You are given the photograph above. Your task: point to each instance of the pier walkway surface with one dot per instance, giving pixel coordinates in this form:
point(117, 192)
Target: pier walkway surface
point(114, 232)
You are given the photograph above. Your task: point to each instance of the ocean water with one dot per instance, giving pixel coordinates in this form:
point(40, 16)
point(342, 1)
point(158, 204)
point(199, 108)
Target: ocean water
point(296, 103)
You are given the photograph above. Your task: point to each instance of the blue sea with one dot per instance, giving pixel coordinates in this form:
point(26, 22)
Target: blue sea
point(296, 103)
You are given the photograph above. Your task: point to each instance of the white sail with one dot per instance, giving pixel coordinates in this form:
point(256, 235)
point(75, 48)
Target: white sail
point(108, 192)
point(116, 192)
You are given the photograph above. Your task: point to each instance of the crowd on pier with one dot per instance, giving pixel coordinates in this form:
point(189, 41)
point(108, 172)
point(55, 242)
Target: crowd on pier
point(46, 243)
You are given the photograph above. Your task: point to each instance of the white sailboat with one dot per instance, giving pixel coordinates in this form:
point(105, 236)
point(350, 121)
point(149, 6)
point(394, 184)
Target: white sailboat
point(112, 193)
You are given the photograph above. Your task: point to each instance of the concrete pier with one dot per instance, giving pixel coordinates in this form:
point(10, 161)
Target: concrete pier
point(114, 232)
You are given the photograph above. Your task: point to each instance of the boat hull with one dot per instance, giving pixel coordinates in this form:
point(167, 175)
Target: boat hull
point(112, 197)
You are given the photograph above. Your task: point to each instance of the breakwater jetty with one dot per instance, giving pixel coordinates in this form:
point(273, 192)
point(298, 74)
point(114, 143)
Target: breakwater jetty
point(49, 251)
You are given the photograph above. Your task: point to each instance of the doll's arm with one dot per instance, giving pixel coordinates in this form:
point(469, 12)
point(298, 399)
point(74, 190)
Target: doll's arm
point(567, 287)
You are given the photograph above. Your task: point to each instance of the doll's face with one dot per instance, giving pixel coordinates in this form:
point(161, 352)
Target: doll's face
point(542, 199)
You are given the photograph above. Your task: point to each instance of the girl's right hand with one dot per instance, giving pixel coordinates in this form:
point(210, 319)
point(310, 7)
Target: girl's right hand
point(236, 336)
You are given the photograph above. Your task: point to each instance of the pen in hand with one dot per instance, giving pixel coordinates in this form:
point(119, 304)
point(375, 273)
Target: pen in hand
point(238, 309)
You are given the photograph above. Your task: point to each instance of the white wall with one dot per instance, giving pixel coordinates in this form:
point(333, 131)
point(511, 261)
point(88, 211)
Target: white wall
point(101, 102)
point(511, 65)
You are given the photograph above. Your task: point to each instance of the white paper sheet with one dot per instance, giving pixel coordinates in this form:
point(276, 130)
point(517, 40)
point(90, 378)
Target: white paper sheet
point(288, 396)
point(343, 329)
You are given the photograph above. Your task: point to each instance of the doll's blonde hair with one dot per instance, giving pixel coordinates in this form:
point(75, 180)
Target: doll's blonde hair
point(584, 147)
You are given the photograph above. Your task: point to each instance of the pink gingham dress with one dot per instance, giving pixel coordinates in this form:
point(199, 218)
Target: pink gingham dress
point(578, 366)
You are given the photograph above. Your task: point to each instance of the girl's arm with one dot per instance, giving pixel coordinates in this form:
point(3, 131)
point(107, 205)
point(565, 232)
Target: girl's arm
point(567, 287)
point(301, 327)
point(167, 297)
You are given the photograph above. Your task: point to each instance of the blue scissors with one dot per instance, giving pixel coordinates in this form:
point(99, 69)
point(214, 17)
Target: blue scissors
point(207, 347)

● **Short exercise**:
Exactly as written, give the line containing "the doll's face" and all remaining lines of the records.

● **Completed exercise**:
You are given the photograph above. Your task: point to each instance of the doll's face with one dot per instance, giving pixel coordinates in this form:
point(161, 352)
Target: doll's face
point(542, 199)
You are given the photograph above. Your task: point to each instance of the girl's right hand with one dot per instance, giving pixel coordinates in this form:
point(210, 319)
point(310, 7)
Target: girl's right hand
point(236, 336)
You are given the photograph above. Your task: point to each instance of the pen in hand with one dot per instance, giving pixel coordinates in this form:
point(119, 304)
point(375, 273)
Target: pen in hand
point(238, 309)
You are given the photograph above. Your task: point to each instance of the white wall with one dot per instance, giving pixel coordinates in this form:
point(333, 131)
point(511, 261)
point(88, 211)
Target: white wall
point(101, 102)
point(511, 65)
You are given the photograph above. Your task: point to each instance of the white paper sheet with one dot per instance, giving pixel coordinates in this form:
point(276, 130)
point(517, 40)
point(90, 378)
Target: white paper sheet
point(288, 396)
point(343, 329)
You are given the photograph above. Your task: point to each instance of the doll's blonde hair with one dot per instance, giving pixel coordinates in this form:
point(75, 180)
Target: doll's blonde hair
point(584, 147)
You are given the photograph above. Your task: point to each instance of the pink gingham dress with one dot per instance, giving pixel coordinates in this form:
point(199, 218)
Target: pink gingham dress
point(578, 366)
You are given the photograph above. Your task: point to each instance of the girl's arm with one dot per instance, giving pixel coordinates in this form:
point(3, 131)
point(107, 205)
point(565, 232)
Target: girl's arm
point(567, 287)
point(301, 327)
point(167, 297)
You are given the photograph above. Your task: point to each instance of the blue scissors with one dot per instance, giving pixel coordinates in this form:
point(99, 69)
point(214, 17)
Target: blue scissors
point(207, 347)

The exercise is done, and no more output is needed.